Provided data ▸
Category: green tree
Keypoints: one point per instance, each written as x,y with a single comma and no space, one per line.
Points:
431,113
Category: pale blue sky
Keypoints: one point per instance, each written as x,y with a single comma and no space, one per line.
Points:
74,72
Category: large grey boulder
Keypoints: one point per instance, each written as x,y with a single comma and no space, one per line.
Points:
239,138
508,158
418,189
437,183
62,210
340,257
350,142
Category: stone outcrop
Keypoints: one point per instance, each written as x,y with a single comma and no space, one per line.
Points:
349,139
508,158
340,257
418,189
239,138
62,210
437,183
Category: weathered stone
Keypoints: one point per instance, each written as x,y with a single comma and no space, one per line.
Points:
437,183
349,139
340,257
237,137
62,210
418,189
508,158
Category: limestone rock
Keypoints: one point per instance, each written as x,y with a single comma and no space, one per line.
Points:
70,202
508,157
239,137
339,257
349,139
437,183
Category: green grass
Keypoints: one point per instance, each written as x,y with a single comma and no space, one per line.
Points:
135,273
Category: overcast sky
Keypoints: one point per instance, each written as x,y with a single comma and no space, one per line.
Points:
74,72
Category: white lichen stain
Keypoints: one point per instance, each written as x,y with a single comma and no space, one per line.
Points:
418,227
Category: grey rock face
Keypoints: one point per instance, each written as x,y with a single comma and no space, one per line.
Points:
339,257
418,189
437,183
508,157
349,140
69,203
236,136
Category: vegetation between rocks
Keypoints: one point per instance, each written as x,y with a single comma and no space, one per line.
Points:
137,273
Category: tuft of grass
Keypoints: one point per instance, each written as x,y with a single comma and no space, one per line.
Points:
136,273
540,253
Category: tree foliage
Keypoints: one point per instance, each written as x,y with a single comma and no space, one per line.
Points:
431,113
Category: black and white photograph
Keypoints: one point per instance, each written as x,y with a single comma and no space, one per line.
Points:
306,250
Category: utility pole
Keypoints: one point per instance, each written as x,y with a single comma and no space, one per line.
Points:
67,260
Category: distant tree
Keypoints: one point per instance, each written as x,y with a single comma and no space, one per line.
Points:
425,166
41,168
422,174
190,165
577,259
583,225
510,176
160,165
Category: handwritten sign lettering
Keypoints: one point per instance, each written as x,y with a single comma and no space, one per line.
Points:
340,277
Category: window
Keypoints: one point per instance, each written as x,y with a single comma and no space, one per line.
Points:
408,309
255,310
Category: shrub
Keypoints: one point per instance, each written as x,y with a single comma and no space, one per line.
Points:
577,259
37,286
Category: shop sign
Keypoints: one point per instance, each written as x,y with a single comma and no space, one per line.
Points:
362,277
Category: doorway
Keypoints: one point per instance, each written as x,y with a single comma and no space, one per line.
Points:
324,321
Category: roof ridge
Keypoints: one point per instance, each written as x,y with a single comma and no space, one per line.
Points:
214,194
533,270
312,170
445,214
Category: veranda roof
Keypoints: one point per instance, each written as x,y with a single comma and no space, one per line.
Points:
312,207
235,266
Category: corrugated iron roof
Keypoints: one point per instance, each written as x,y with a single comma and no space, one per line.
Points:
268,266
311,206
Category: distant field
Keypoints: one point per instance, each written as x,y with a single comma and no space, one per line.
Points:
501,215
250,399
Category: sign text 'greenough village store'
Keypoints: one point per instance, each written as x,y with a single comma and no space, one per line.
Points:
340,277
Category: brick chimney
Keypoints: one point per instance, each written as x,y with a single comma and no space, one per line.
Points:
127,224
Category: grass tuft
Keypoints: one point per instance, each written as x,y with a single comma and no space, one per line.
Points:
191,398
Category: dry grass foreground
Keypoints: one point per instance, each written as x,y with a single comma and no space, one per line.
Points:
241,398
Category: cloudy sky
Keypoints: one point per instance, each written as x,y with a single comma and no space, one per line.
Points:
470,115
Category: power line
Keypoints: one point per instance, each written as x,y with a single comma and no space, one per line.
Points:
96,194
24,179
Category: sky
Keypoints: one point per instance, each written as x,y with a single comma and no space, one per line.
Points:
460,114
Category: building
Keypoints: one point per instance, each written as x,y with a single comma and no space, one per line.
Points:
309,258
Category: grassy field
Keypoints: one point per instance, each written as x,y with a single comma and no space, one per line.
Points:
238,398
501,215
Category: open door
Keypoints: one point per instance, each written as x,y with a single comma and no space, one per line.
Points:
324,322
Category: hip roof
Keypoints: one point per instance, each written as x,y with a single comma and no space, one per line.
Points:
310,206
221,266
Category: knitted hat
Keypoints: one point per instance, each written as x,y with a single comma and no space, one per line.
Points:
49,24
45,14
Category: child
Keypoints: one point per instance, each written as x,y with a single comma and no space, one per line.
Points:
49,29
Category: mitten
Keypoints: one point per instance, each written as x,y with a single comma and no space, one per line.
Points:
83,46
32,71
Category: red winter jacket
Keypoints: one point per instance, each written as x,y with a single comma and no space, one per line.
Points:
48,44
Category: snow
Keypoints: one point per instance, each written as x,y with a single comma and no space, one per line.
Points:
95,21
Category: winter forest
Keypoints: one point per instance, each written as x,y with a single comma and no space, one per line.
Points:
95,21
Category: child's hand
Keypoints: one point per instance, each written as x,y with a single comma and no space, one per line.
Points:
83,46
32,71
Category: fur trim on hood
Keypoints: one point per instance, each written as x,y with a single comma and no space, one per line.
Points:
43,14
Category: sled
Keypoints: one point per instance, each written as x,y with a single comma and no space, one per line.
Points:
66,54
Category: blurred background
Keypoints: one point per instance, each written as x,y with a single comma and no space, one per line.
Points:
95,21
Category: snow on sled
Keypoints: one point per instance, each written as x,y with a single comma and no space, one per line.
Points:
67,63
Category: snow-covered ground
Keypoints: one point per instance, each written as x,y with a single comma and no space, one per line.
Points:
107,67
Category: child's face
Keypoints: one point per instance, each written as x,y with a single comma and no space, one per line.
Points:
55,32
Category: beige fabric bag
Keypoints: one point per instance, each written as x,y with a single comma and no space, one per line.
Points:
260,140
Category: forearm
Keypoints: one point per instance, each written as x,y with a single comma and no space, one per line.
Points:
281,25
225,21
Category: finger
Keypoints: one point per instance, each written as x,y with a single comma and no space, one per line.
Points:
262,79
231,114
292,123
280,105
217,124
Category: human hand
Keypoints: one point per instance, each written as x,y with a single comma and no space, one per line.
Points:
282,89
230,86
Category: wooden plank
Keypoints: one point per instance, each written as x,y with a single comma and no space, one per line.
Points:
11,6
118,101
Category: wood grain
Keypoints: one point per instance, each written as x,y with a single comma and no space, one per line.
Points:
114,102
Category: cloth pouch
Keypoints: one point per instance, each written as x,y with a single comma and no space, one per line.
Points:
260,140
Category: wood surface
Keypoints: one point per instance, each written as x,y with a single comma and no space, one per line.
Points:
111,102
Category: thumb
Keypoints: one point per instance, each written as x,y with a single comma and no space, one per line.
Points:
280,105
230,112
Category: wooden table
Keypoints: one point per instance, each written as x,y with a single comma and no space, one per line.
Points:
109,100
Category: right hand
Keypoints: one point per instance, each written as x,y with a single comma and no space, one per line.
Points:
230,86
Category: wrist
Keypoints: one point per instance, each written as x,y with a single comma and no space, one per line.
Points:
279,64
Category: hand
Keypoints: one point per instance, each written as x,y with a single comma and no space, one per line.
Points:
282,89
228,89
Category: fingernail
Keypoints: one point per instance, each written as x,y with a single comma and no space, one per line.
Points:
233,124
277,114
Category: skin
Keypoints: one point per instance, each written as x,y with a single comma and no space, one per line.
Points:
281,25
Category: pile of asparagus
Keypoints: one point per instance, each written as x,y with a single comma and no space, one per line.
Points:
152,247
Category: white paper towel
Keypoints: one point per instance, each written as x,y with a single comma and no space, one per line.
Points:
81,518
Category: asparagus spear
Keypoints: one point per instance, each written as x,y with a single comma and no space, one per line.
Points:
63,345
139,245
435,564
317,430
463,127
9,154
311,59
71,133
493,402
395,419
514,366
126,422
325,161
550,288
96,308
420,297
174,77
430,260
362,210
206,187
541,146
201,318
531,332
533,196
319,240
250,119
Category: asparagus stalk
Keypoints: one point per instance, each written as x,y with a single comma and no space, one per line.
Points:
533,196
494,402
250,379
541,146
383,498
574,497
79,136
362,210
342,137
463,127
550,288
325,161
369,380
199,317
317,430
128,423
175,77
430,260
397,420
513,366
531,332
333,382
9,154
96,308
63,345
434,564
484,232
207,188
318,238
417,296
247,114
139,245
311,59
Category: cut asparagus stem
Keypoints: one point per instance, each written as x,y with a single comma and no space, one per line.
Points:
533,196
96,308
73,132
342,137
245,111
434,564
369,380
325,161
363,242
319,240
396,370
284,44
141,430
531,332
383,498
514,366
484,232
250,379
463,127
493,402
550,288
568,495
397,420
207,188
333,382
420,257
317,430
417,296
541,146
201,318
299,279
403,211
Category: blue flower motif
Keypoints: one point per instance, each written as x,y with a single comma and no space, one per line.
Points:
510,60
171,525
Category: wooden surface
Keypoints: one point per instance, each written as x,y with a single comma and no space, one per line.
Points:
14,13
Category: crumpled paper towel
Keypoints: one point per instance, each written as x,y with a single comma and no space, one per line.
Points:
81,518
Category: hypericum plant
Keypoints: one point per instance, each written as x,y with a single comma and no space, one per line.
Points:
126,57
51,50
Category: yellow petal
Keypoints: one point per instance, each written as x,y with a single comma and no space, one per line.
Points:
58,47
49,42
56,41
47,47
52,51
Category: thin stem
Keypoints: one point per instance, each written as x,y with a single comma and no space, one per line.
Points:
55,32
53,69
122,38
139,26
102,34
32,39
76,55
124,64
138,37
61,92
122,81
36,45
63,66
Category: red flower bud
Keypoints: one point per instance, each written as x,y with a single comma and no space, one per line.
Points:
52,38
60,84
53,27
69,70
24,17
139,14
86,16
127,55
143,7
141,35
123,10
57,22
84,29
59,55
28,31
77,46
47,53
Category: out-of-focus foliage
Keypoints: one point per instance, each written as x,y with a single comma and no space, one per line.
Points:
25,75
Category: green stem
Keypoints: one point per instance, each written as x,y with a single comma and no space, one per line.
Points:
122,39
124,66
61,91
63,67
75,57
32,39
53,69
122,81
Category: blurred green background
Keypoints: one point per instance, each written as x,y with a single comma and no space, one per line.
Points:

What to work on ▸ Quote only the lines from the line containing "Category: out-of-focus foliage" through the end of the entries, keeping the first and the last.

Exercise output ▸
Category: out-of-focus foliage
Keypoints: one point per instance, each written as x,y with a single comma and no space, one per line.
Points:
25,75
Category: green stem
Keypoints: one point per instance, each written as x,y with a single comma and no space, one per line.
Points:
122,39
124,66
61,91
63,67
75,57
32,39
53,69
122,81
Category: blurred green background
Keypoints: one point per instance, each written as x,y with a single comma and no space, one per line.
Points:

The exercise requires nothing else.